WORK REQUEST
List every name or nickname the stroke announcement below uses for the drug given to stroke patients.

Massachusetts General Hospital recently issued the following announcement.
Mismatch between two MRI methods could signify early stroke status, allowing use of "clot busting" drug
A study led by Massachusetts General Hospital (MGH) investigators may lead to a significant expansion in the number of stroke patients who can safely be treated with intravenous tPA (tissue plasminogen activator), the “clot busting” drug that has greatly reduced stroke-related disability and deaths in eligible patients. The report, published online in Annals of Neurology, describes the results of a trial using MR-based imaging technologies to identify patients likely to be within 4.5 hours of stroke onset, even though their initial symptoms had not been witnessed.
“In up to 25 percent of stroke patients, the start of their symptoms is unwitnessed, preventing them from receiving tPA,” says Lee Schwamm, MD, executive vice chair of the MGH Department of Neurology and director of the MGH Comprehensive Stroke Center, co-lead and corresponding author of the paper. “For many of these patients, the first time anything is noticed is when they get up from sleeping. Our study showed – for the first time – that tPA could be given safely to patients with stroke of unwitnessed onset if their imaging suggested the stroke was very early in its progression and they met other treatment criteria. These results pave the way for a large randomized trial of tPA in patients with unwitnessed strokes.”
First approved by the FDA in 1996, tPA – also called alteplase – is used to treat ischemic strokes, which are caused when a blood clot blocks circulation within the brain. The safe use of tPA requires determining that the stroke was not caused by the rupture of a blood vessel, in which case tPA would make matters worse, and that too much time has not gone by between the onset of symptoms and tPA administration, since restoration of blood flow to tissue that has incurred too much damage may cause additional harm.
The original time limit for tPA administration was 3 hours from symptom onset, and the results of a subsequent clinical trial expanded that window to 4.5 hours in 2009. But for patients whose initial symptoms were not witnessed and who were more than 4.5 hours since they were last known to be well, tPA is not approved for use; and this restriction can affect the care of 25 to 30 percent of ischemic stroke patients arriving at hospital emergency departments. A few small studies have reported good outcomes when such patients, specifically those with so-called wake-up strokes, were administered tPA on the basis of MRI studies consistent with the early effects of ischemic stroke.

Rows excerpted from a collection
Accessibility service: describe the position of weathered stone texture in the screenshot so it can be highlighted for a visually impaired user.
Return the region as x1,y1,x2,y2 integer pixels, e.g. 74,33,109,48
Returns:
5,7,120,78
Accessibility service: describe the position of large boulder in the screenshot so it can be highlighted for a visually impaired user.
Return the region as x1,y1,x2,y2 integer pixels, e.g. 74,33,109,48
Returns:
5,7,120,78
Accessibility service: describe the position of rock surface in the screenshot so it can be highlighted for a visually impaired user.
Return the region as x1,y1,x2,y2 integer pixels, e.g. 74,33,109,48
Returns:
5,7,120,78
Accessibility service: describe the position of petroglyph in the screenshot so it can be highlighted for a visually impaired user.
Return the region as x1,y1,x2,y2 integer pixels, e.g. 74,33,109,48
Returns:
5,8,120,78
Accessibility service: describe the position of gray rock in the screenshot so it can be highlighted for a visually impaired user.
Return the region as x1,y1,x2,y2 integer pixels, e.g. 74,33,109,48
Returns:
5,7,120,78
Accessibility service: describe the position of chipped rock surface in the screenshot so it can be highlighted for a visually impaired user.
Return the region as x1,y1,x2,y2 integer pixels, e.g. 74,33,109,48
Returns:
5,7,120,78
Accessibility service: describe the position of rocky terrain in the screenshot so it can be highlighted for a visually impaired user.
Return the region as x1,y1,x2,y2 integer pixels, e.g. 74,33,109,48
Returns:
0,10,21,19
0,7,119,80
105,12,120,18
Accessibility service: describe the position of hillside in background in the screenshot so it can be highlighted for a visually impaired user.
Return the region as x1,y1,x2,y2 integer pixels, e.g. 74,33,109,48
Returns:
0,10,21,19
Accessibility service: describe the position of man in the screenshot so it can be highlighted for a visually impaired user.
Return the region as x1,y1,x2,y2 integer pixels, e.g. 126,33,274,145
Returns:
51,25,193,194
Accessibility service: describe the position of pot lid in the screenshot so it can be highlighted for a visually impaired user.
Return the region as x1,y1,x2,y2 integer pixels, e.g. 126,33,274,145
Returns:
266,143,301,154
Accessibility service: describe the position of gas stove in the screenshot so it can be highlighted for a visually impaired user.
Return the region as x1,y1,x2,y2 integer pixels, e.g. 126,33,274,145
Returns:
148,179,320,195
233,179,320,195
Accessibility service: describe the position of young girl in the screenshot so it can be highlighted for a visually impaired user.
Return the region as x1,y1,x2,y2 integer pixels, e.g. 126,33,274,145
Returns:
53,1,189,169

EXPECTED ANSWER
- tPA
- tissue plasminogen activator
- "clot busting" drug
- alteplase